HOW TO COMPLETE THIS TASK — Word for word, retype the tail of the data below, starting with the line that has "Tag a point on every instance of the rolling" and including the last line.

RECORD SET —
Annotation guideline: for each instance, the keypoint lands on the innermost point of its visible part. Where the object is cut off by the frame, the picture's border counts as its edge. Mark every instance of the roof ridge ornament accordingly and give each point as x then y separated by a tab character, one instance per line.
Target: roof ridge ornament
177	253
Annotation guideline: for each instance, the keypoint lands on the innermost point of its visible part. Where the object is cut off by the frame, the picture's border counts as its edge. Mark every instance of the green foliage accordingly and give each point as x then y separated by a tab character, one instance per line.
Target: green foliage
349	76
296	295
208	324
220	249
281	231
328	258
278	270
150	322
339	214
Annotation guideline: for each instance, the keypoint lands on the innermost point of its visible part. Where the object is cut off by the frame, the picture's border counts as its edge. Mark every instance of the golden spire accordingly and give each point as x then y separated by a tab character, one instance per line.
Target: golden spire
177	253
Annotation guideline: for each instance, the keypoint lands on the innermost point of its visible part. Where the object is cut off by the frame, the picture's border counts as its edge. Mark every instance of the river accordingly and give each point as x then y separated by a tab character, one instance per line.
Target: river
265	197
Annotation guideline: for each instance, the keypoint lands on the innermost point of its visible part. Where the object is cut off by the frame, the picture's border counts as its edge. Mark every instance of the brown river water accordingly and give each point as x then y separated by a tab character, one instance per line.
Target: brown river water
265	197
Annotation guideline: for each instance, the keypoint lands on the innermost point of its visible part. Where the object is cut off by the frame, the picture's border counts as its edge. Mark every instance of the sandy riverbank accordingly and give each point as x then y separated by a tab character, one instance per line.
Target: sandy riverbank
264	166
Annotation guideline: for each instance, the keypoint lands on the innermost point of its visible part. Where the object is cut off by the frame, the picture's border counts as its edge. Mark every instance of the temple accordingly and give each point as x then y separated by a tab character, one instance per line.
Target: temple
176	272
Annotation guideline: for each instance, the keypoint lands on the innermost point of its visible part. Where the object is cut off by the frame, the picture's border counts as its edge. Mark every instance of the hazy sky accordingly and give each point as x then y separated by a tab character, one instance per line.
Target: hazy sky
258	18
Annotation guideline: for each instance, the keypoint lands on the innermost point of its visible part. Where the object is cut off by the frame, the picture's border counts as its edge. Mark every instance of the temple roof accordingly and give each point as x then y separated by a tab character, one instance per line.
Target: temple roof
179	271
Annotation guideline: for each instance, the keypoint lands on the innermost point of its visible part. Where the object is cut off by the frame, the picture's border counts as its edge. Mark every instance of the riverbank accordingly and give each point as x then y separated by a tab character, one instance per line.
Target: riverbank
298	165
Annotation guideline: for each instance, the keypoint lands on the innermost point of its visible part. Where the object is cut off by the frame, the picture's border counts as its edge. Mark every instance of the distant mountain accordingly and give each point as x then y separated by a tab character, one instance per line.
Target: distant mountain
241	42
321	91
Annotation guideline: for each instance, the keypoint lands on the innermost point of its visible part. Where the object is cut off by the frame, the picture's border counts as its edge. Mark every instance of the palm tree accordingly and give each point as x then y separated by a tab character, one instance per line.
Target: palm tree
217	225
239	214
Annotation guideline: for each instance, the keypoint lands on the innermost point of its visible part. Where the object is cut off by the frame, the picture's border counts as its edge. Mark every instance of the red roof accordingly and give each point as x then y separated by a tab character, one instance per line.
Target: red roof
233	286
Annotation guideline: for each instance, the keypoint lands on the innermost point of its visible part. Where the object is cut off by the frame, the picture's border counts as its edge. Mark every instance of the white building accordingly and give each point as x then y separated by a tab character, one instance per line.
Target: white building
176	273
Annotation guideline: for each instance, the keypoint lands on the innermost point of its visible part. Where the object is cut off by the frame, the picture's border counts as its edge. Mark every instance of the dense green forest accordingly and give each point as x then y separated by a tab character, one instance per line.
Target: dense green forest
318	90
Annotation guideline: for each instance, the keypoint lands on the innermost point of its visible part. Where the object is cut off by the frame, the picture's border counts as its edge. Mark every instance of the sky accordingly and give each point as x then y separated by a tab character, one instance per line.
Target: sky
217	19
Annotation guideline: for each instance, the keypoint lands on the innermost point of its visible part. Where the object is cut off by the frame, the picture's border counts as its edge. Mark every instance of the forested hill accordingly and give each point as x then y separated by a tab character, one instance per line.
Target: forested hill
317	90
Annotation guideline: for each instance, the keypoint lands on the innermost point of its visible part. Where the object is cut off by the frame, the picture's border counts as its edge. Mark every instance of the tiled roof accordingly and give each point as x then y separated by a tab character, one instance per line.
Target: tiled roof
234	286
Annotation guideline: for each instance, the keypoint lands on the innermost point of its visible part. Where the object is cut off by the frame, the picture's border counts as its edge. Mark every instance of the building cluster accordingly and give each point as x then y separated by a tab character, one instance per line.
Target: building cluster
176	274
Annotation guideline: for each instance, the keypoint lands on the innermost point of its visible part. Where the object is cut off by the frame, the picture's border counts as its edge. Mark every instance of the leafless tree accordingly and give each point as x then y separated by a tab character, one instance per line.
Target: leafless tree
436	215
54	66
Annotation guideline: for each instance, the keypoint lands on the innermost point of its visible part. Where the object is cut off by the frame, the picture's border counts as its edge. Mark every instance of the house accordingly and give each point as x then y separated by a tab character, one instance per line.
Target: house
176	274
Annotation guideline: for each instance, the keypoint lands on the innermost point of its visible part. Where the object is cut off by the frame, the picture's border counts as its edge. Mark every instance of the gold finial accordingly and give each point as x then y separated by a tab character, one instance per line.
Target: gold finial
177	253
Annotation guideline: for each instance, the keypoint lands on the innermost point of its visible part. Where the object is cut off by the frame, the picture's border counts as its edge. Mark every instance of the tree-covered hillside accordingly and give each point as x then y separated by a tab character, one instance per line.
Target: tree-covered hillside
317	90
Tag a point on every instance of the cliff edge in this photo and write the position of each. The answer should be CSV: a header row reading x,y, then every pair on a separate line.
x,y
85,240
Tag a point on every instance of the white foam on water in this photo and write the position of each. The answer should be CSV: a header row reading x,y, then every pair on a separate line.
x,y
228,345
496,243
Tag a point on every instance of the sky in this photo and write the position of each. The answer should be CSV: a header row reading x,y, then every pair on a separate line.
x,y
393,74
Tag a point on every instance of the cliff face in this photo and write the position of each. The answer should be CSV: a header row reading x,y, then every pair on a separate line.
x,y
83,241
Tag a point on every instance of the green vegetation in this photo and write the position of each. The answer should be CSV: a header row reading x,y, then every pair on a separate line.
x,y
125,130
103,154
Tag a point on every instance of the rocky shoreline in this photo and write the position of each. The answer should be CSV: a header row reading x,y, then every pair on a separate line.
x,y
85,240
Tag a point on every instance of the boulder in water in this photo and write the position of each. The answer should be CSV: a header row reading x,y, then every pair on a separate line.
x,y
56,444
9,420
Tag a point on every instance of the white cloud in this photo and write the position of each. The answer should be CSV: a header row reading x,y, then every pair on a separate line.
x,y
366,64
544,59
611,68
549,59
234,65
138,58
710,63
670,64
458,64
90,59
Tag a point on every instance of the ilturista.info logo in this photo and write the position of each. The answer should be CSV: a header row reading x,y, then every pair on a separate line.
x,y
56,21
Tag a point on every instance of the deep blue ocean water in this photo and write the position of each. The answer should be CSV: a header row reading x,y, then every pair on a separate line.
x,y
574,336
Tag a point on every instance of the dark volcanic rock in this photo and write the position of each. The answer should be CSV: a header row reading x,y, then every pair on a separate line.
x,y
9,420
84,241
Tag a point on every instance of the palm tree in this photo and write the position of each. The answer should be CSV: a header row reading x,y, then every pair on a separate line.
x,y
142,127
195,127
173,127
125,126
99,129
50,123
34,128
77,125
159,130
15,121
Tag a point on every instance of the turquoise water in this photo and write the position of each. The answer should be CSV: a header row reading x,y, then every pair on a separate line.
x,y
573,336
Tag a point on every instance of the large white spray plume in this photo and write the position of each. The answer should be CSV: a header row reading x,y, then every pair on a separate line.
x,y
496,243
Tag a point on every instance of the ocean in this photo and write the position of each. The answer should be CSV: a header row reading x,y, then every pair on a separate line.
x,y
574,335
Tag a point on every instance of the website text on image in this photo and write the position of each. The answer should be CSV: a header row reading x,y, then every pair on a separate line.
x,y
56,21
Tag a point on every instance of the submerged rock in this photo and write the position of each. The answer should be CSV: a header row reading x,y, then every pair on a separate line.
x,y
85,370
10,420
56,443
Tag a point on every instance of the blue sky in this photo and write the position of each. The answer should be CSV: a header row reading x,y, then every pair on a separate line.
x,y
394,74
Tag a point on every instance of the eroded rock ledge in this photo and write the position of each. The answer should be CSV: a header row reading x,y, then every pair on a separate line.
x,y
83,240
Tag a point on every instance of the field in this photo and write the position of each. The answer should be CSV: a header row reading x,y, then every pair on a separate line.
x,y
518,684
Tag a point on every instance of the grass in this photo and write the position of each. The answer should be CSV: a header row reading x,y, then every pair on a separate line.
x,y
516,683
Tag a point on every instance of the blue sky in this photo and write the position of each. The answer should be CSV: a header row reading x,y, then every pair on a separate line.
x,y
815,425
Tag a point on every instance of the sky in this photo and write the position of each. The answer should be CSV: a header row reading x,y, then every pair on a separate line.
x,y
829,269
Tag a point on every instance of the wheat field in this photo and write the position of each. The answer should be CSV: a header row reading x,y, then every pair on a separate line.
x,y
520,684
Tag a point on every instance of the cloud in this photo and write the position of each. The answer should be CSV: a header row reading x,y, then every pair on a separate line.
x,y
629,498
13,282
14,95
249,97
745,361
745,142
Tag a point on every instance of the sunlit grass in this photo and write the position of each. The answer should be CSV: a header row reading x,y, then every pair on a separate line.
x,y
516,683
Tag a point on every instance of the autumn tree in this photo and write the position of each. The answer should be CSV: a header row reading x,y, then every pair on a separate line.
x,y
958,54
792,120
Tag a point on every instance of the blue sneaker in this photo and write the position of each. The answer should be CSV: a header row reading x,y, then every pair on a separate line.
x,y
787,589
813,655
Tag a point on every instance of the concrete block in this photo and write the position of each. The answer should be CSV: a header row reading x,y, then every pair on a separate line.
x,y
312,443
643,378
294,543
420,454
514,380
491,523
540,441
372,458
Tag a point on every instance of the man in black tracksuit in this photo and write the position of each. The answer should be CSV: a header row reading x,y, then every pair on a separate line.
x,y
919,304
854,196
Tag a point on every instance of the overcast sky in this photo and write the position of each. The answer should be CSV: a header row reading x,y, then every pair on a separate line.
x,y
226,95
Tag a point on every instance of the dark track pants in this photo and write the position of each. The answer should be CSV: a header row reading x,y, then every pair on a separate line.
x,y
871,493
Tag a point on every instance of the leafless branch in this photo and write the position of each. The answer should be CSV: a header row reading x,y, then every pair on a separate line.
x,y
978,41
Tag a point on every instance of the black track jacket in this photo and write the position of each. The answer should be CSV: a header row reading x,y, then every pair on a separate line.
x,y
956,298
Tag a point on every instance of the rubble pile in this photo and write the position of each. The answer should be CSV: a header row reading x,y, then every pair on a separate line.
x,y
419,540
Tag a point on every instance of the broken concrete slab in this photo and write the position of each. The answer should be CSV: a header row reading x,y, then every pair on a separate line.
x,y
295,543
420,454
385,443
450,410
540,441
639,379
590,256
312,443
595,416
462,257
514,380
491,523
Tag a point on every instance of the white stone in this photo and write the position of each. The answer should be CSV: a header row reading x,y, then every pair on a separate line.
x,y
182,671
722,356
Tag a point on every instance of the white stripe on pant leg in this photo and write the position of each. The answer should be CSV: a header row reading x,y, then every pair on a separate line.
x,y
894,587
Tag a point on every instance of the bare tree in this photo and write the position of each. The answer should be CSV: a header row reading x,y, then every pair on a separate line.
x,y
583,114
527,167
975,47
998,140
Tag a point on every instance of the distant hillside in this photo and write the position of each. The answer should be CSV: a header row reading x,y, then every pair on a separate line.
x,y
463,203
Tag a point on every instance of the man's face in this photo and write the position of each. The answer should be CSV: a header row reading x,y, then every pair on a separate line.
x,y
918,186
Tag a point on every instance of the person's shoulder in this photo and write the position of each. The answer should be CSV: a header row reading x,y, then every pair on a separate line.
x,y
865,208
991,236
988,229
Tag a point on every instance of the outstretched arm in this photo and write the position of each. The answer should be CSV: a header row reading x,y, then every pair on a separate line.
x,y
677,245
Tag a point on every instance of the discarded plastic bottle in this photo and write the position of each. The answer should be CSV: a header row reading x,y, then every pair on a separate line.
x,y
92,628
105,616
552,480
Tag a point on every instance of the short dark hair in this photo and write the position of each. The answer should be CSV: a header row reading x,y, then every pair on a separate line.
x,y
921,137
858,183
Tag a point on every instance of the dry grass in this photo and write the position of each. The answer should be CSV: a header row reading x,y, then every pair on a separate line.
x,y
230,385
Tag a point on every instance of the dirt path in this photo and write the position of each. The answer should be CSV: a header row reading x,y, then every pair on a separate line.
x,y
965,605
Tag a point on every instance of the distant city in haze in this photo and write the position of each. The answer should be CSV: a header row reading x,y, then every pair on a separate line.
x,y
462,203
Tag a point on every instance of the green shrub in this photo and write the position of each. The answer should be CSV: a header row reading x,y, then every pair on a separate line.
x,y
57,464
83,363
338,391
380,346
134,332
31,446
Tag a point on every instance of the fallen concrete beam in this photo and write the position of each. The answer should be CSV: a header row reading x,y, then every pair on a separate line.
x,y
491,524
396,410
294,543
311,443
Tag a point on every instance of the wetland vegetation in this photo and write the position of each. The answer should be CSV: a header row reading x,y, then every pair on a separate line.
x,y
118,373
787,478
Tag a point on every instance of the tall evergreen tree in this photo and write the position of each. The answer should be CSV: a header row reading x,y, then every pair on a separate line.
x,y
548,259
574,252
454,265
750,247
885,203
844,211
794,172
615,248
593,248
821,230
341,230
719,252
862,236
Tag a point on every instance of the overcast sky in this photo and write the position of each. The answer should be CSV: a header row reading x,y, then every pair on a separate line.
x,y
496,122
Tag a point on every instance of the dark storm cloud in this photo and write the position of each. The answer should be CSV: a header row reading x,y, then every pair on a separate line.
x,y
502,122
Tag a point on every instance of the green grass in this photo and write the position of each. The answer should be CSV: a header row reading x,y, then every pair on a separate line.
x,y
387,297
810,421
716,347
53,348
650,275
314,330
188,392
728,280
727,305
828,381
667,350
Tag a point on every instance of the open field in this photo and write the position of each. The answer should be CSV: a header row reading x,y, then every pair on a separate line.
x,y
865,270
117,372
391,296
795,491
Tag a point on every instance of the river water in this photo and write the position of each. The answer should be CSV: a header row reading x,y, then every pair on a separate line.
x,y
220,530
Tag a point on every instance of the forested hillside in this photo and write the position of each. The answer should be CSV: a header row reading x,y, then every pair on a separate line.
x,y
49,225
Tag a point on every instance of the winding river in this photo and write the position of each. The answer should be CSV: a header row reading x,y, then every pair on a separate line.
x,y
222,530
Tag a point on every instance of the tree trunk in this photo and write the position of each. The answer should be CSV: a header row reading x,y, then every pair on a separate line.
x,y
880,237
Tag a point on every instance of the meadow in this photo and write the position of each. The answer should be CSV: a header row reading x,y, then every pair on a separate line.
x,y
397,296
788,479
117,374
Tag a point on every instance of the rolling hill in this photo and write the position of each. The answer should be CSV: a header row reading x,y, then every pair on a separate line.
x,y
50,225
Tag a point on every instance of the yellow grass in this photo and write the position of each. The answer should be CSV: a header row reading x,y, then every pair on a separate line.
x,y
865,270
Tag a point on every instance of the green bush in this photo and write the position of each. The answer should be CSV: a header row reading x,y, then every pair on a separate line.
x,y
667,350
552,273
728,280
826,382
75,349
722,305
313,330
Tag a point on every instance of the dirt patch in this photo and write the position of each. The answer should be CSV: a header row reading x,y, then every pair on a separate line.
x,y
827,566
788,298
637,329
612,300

EXPECTED ANSWER —
Tag a point on every instance of the rolling hill in this photo and write the position of each. The answer should be CSV: a header row reading x,y, then every pair on a separate line.
x,y
50,225
Tag a point on every instance of the yellow grass in this photo and write the position of each. The answer should be CSV: a header row reading x,y, then every pair on a separate line.
x,y
865,270
Tag a point on every instance of the green bush in this photo and write the position of each. The answer should be CSV: a header row reading x,y, then every pair on a separate line.
x,y
667,350
552,273
728,280
826,382
75,349
722,305
313,330
Tag a point on every instance of the dirt patch in this photo and write the position of each. The answer should be CSV: a header row reading x,y, then every pair on a separate line.
x,y
827,566
788,298
637,329
612,300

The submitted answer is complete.